Stated task: Copy the items below with every instance of "call convention" replaced by "calling format", keeping everything else the same.

+ + +

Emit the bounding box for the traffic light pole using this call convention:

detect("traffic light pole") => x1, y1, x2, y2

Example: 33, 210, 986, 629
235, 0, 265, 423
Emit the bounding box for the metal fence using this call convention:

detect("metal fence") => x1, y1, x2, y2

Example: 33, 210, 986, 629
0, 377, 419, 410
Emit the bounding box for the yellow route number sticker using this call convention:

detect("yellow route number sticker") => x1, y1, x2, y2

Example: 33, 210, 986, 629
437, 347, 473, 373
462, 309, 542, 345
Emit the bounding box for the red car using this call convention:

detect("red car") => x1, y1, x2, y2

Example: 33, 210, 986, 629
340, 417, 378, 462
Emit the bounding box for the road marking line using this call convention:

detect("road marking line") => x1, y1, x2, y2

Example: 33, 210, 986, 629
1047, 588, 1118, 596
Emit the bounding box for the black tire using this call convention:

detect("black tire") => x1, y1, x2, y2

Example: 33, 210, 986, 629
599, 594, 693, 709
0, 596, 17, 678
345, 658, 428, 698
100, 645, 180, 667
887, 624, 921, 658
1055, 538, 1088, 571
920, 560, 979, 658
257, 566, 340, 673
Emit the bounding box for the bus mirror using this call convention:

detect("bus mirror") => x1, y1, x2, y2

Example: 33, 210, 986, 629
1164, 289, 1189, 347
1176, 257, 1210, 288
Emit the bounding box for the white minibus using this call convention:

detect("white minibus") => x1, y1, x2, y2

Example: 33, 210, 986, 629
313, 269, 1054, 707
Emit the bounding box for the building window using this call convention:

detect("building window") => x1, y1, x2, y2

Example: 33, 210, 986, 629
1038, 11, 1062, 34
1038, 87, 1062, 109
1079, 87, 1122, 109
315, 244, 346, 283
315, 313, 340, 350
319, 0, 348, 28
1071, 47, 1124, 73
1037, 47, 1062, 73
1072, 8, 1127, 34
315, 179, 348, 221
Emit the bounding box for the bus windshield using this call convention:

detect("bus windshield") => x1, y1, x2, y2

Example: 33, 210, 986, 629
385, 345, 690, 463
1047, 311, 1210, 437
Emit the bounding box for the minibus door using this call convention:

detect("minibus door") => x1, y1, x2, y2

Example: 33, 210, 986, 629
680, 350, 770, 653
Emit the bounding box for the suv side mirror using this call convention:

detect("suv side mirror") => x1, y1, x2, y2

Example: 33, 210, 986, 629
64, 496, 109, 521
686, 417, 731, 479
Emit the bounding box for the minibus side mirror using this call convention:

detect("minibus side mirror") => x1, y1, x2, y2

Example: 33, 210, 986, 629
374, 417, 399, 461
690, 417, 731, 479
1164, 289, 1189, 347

+ + +

Complete output:
Emit the bounding box for the traffic light pole using this calling format:

detect("traffic light pole") => x1, y1, x2, y2

Example: 33, 210, 986, 629
235, 0, 265, 423
Emit the bounding box for the metal fence using this calling format:

detect("metal fence") => x1, y1, x2, y2

Example: 33, 210, 986, 629
0, 377, 419, 410
Emit the bounding box for the yellow route number sticker using this calling format:

detect("yellow route number sticker") => x1, y1, x2, y2

Example: 33, 210, 986, 629
437, 347, 473, 373
462, 309, 542, 345
Emit the bounding box for the red car using this calling format:

detect("red car") => x1, y1, x2, y2

Example: 33, 210, 986, 629
340, 417, 378, 462
Emit the bounding box for the road marking line using this calling format:

detect("road marking line") => x1, y1, x2, y2

Example: 33, 210, 986, 629
1047, 588, 1118, 596
Emit the bounding box for the black tire using this calling format:

detect("black tire") => x1, y1, x2, y2

Example: 33, 210, 986, 629
599, 594, 693, 709
0, 596, 17, 678
345, 658, 428, 698
100, 645, 180, 667
887, 624, 921, 658
1055, 538, 1088, 571
920, 560, 979, 658
257, 566, 340, 673
Emit the bounding box for the bus mirror using this calling format:

detect("bus mirror") => x1, y1, x2, y2

Example: 33, 210, 986, 629
1164, 289, 1189, 347
1176, 257, 1210, 288
Emit the bounding box for the white minibus using this calling format:

detect("white minibus") => x1, y1, x2, y2

Example: 33, 210, 986, 629
313, 269, 1054, 707
Emit the bounding box for the building window using this calling format:

detect("building window") => x1, y1, x2, y2

Example: 33, 210, 986, 629
1038, 11, 1062, 34
1038, 87, 1062, 109
1079, 87, 1122, 109
315, 244, 346, 283
315, 313, 340, 350
319, 0, 348, 28
1071, 47, 1124, 73
1037, 47, 1062, 73
1072, 8, 1127, 34
315, 179, 348, 221
Emit the bounding box for the bus windshield using this calling format:

detect("bus windshield") => x1, y1, x2, y2

Example: 33, 210, 986, 629
385, 345, 690, 463
1047, 311, 1210, 437
Emit the bounding box for the minibus door using this calling format:

detect("minibus door") => x1, y1, x2, y2

Example: 33, 210, 986, 629
680, 350, 770, 653
Emit the bounding box for the suv side mirror using this calling format:

detect("suv side mirror") => x1, y1, x2, y2

Example: 33, 210, 986, 629
64, 496, 109, 521
686, 417, 731, 479
Emit the bounding box for the minibus side mirror using this calling format:

detect("minibus side mirror") => x1, y1, x2, y2

Example: 33, 210, 986, 629
374, 417, 399, 461
690, 417, 731, 479
1164, 289, 1189, 347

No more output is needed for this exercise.